*Work to be completed*:
Return only the line that contains "Indicate one point per instance of the white" and each line after it, through the last line of the data below, copied exactly.

╭─ Input material

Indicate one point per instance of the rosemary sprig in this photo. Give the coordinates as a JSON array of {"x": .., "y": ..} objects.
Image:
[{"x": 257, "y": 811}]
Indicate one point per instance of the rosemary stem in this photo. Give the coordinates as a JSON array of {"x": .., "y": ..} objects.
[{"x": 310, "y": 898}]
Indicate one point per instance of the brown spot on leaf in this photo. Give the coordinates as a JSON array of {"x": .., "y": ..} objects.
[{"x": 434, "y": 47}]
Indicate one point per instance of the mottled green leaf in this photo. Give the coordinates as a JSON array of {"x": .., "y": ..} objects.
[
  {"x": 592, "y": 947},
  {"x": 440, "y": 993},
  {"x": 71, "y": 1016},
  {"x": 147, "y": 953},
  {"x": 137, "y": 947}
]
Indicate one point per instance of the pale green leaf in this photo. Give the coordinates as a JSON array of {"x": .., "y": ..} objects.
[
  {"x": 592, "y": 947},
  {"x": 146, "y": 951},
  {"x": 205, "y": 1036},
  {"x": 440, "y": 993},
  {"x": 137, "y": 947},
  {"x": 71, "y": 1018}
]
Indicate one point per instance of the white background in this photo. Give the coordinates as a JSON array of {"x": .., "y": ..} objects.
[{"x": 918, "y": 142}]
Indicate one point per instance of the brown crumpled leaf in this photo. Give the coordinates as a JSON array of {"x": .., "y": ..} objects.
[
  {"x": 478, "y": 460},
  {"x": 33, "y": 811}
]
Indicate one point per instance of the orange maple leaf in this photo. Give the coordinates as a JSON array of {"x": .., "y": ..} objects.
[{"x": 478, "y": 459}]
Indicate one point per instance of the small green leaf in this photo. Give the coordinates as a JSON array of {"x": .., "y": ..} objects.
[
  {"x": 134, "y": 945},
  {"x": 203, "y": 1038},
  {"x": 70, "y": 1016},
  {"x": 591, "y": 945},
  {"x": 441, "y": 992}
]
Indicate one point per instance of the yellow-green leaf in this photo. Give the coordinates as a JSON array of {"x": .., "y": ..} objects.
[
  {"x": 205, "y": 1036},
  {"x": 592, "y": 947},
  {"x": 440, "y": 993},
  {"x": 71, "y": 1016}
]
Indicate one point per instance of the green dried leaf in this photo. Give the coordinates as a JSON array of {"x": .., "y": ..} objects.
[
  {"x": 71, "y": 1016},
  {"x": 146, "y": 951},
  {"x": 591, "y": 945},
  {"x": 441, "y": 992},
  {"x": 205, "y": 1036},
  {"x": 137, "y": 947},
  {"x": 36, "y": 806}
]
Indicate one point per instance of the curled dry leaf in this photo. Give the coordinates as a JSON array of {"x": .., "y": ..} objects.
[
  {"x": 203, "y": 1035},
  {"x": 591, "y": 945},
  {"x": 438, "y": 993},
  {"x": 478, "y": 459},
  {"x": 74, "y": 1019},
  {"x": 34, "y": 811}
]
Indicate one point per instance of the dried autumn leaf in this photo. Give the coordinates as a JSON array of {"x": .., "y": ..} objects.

╰─

*Written solution*:
Indicate one point per instance of the white background in this photo. Give the coordinates as a JSON array of {"x": .., "y": ..} objects.
[{"x": 918, "y": 142}]
Indicate one point per instance of the brown crumpled leaf in this photo. Give the coordinates as a JSON array of {"x": .., "y": ..} objects.
[
  {"x": 478, "y": 460},
  {"x": 33, "y": 811}
]
Indicate one point per instance of the orange maple leaf in this photo. Give the coordinates as a JSON array of {"x": .., "y": ..} objects.
[{"x": 478, "y": 459}]
Indicate one point per instance of the small green leaf in this photo. Give the coordinates as a JSON array of {"x": .., "y": ..} objects.
[
  {"x": 134, "y": 945},
  {"x": 203, "y": 1038},
  {"x": 70, "y": 1016},
  {"x": 591, "y": 945},
  {"x": 441, "y": 992}
]
Indicate one point per instance of the yellow-green leaf in this photo. Give the coordinates as a JSON array of {"x": .., "y": ..} objects.
[
  {"x": 205, "y": 1036},
  {"x": 592, "y": 947},
  {"x": 440, "y": 993},
  {"x": 71, "y": 1016}
]
Indicate one point per instance of the green dried leaf in this photo. Give the coordinates as a JSON array of {"x": .., "y": ..} objects.
[
  {"x": 71, "y": 1016},
  {"x": 146, "y": 951},
  {"x": 591, "y": 945},
  {"x": 441, "y": 992},
  {"x": 205, "y": 1036},
  {"x": 137, "y": 947},
  {"x": 36, "y": 806}
]
Indicate one point per instance of the curled dry leaf in this photo. Give the coordinates as a JSON array of {"x": .., "y": ..} objects.
[
  {"x": 203, "y": 1035},
  {"x": 591, "y": 945},
  {"x": 438, "y": 993},
  {"x": 478, "y": 459},
  {"x": 74, "y": 1019},
  {"x": 34, "y": 811}
]
Indicate one point per instance of the dried autumn leaf in this photo. Give the coordinates as a JSON array of {"x": .., "y": ..} objects.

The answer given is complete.